» **The task**
In the listing below, find the line containing "ground in the photo above.". Write out that line and every line after it to the end, exactly and only those.

» **Data rows**
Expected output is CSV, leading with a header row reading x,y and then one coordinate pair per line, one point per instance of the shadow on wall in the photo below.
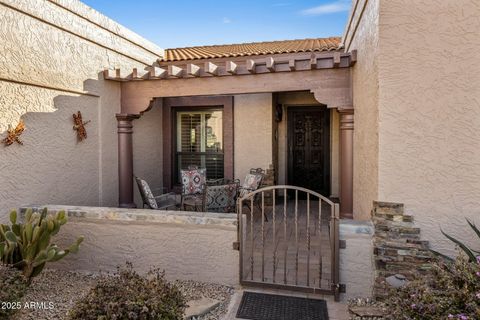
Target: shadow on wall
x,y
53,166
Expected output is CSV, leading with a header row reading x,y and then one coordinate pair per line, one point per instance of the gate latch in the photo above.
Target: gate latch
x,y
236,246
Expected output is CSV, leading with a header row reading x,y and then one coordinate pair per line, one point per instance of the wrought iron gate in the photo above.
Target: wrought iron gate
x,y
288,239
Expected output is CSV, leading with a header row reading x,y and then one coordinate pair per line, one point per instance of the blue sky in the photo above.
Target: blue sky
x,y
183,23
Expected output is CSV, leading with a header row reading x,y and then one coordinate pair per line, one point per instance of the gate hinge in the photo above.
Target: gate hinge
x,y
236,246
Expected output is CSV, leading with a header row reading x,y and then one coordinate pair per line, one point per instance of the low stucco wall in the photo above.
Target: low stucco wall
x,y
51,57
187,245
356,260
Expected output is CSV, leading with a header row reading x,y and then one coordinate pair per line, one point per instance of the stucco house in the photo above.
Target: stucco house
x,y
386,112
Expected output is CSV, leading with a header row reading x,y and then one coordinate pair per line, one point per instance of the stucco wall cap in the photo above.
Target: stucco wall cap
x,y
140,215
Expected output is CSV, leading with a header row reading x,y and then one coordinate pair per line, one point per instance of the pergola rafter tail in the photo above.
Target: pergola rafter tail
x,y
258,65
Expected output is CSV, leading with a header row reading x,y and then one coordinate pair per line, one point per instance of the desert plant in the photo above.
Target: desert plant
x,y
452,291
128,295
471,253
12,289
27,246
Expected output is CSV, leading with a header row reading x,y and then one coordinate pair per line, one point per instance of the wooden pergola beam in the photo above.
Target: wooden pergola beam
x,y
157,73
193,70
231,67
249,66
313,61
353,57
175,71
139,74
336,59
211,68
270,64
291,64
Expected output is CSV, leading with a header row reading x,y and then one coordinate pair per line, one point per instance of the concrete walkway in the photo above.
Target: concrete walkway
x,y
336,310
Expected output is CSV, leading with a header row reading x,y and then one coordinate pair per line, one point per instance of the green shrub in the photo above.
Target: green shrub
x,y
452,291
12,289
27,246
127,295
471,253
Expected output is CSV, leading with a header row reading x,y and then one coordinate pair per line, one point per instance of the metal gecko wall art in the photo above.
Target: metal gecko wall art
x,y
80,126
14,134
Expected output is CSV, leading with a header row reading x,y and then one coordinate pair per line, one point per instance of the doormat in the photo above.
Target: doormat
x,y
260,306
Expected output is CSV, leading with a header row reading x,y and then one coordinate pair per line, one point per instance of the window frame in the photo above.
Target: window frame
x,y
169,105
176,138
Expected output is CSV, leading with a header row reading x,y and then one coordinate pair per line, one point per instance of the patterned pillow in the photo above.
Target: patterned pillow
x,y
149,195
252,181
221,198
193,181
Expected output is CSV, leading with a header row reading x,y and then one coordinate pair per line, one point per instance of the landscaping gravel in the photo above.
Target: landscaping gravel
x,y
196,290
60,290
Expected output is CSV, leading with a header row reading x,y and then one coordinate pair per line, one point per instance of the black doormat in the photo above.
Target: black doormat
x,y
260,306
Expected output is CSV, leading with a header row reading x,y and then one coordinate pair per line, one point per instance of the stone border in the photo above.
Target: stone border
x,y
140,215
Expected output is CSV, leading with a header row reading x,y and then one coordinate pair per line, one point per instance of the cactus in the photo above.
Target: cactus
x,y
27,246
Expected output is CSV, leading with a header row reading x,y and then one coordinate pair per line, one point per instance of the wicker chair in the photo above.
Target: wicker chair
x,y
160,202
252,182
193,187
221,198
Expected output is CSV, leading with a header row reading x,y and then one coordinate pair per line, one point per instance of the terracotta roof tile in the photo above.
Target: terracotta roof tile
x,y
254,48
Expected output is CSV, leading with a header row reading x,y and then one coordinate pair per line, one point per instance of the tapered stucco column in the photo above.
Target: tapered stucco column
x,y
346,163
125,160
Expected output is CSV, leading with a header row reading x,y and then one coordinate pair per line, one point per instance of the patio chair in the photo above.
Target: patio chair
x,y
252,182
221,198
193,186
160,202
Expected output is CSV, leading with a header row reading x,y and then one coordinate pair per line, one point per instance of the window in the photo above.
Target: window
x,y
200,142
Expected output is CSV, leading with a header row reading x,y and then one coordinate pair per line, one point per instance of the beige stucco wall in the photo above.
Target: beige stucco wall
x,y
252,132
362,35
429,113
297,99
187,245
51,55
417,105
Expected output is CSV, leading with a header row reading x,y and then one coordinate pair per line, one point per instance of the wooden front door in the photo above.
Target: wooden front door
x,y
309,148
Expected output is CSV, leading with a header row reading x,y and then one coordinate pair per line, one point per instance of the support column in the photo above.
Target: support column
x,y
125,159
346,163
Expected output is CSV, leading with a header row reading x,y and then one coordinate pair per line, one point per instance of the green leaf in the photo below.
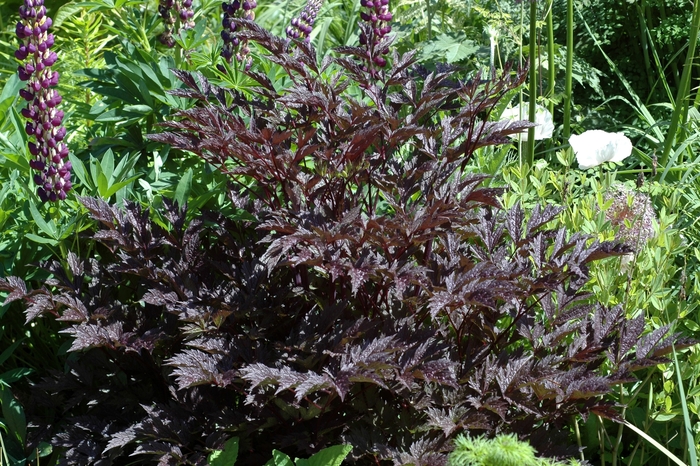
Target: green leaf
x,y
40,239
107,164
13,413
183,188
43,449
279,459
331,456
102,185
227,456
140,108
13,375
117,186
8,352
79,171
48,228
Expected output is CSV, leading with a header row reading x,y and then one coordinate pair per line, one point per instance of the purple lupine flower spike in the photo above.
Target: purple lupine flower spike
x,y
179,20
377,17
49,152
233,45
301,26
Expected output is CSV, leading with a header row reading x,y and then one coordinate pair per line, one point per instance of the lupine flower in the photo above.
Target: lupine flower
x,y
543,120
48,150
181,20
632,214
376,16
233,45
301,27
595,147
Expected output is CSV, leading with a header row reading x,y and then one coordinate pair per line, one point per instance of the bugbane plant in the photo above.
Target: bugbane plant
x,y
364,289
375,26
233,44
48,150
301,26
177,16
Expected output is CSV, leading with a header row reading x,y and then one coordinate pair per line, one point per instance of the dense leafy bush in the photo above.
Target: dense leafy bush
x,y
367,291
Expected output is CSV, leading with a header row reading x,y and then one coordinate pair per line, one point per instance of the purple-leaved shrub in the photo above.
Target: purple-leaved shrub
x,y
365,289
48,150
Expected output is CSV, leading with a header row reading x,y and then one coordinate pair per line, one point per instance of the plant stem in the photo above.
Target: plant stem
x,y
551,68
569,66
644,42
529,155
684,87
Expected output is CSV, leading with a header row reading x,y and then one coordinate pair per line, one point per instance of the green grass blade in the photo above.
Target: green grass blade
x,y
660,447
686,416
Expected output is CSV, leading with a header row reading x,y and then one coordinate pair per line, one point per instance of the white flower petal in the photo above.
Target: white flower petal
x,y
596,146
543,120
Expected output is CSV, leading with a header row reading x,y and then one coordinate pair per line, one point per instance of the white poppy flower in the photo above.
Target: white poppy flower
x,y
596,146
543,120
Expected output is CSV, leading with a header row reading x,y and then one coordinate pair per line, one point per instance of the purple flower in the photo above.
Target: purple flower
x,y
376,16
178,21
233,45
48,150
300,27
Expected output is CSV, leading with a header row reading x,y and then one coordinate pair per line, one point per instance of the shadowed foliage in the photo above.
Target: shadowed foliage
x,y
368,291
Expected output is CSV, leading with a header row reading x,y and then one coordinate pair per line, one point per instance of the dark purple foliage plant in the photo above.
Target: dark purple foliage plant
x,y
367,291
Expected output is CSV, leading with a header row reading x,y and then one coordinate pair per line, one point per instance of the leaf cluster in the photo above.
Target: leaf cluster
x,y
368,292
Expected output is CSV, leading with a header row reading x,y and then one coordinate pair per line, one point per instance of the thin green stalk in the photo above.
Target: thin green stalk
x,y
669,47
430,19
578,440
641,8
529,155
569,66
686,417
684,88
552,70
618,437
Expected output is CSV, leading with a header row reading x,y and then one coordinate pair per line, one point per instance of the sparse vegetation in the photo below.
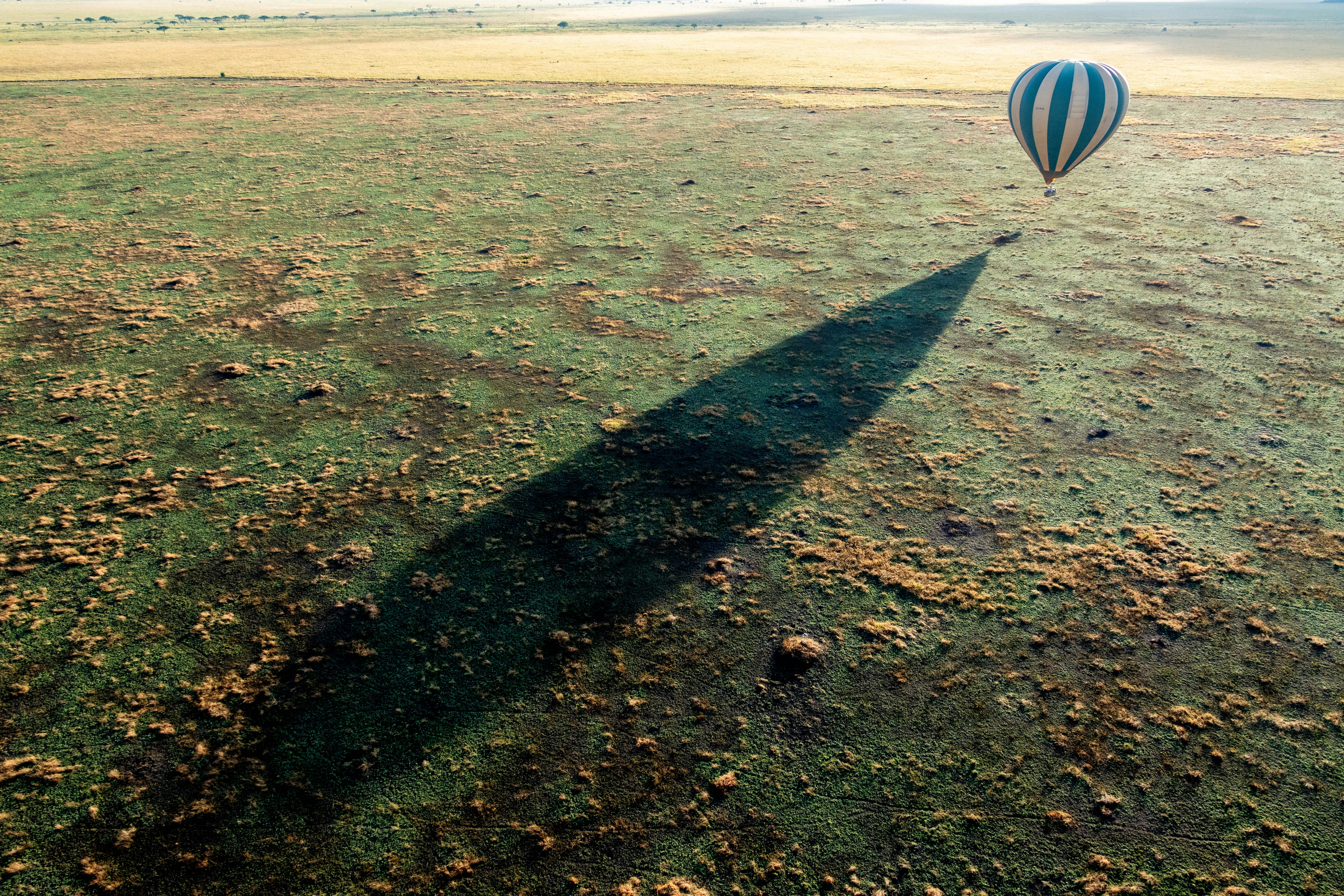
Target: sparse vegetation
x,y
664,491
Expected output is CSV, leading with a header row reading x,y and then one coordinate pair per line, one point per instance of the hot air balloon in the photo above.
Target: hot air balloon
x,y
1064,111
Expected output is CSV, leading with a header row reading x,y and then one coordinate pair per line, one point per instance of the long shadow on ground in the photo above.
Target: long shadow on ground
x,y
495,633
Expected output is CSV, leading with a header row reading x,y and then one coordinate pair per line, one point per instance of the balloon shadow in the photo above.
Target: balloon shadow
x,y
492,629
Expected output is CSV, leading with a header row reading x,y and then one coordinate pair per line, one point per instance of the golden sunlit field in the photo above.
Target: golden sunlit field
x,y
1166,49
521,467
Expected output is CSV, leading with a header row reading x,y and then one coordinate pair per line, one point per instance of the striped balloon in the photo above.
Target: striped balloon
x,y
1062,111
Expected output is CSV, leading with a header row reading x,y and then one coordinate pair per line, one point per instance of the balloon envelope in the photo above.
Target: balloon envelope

» **Exercise answer**
Expected output is CSV, leading with a header row reading x,y and then one coordinate pair per line, one point per instance of the long shadow on ground in the photo above.
Target: long shadow on ground
x,y
495,633
Expected output is CSV, leading with a header row reading x,y and then one coordinate pair per line, one point per instance of the balloon shadow in the photo above.
Target: balloon shadow
x,y
492,629
Expected output is CSV, leading with a header row reading x,y and then one coordinate pair per line, one point per instance of the golden sunlit field in the photo above.
Target: golden sunlit field
x,y
1166,49
521,467
Expected output is CSV, leading with a header row reading x,y and then one coordinate pair per line, one point per instance of the striped balloon in the photo above.
Target: striped balloon
x,y
1062,111
Expected output is CSV, leading with a header row reading x,y and then one coordinate pair per line, one point per instance of the balloon envelope in the photo above.
Target: balloon envelope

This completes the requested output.